CZII CryoET Object Identification

The CZII CryoET Object Identification Challenge, hosted on Kaggle from November 2024 to February 2025, was a machine learning competition focused on automating the detection of protein complexes in cryo-electron tomography (cryoET) data. This competition addressed a critical bottleneck in structural biology research by developing algorithms to accurately identify and annotate multiple types of protein complexes in 3D tomographic volumes.
More on the Kaggle page
Challenge Design
The competition was structured around a carefully constructed “phantom” dataset containing five target protein types:
- 80S Ribosomes
- Virus-like Particles (VLPs)
- Thyroglobulin (THG)
- Beta-galactosidase
- Apoferritin
Each protein presented different levels of difficulty for detection due to variations in size, shape, and contrast. The competition metric used a weighted F-beta score (beta=4) that prioritized recall over precision, with additional weight given to the more challenging proteins (THG and Beta-galactosidase).
Technical Infrastructure
Several open-source software tools were developed to support the competition:
- Copick: A cross-platform API for working with cryoET datasets, providing standardized access to tomograms and annotations.
- CellCanvas: A tool for segmentation and visualization of tomograms, allowing for interactive labeling.
- DeepFindET: An adapted version of DeepFinder using a Residual U-Net architecture for multi-class particle detection.
- Copick-torch: A PyTorch integration for working with cryoET data through custom dataset handling.
- DenoisET: An implementation of Noise2Noise for improving tomogram contrast.
These tools formed a cohesive ecosystem that enabled participants to focus on algorithm development rather than data handling.

Point localization data:
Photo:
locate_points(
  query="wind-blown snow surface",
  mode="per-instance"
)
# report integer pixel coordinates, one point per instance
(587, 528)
...
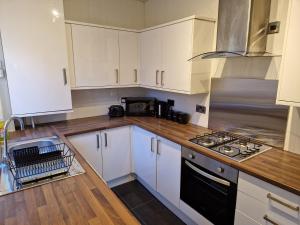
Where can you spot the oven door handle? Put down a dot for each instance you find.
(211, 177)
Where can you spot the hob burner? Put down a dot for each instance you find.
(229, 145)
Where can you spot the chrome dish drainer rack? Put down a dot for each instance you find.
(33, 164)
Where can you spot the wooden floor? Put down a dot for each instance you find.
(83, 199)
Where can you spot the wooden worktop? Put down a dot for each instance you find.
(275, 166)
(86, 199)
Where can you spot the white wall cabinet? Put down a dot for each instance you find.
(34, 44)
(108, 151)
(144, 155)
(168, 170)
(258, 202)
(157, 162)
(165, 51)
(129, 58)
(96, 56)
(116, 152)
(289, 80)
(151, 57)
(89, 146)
...
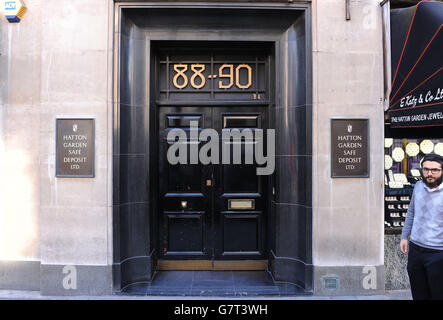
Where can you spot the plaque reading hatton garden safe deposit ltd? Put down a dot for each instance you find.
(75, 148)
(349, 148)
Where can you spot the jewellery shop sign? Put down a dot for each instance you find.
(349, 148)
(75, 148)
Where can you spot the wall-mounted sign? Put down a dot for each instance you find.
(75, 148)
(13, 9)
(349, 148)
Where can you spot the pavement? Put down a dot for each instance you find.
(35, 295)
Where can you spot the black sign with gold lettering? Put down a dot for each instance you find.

Problem to solve:
Reproduce the full CZII CryoET Object Identification text above word for word.

Exercise answer:
CZII CryoET Object Identification

The CZII CryoET Object Identification Challenge, hosted on Kaggle from November 2024 to February 2025, was a machine learning competition focused on automating the detection of protein complexes in cryo-electron tomography (cryoET) data. This competition addressed a critical bottleneck in structural biology research by developing algorithms to accurately identify and annotate multiple types of protein complexes in 3D tomographic volumes.
More on the Kaggle page
Challenge Design
The competition was structured around a carefully constructed “phantom” dataset containing five target protein types:
- 80S Ribosomes
- Virus-like Particles (VLPs)
- Thyroglobulin (THG)
- Beta-galactosidase
- Apoferritin
Each protein presented different levels of difficulty for detection due to variations in size, shape, and contrast. The competition metric used a weighted F-beta score (beta=4) that prioritized recall over precision, with additional weight given to the more challenging proteins (THG and Beta-galactosidase).
Technical Infrastructure
Several open-source software tools were developed to support the competition:
- Copick: A cross-platform API for working with cryoET datasets, providing standardized access to tomograms and annotations.
- CellCanvas: A tool for segmentation and visualization of tomograms, allowing for interactive labeling.
- DeepFindET: An adapted version of DeepFinder using a Residual U-Net architecture for multi-class particle detection.
- Copick-torch: A PyTorch integration for working with cryoET data through custom dataset handling.
- DenoisET: An implementation of Noise2Noise for improving tomogram contrast.
These tools formed a cohesive ecosystem that enabled participants to focus on algorithm development rather than data handling.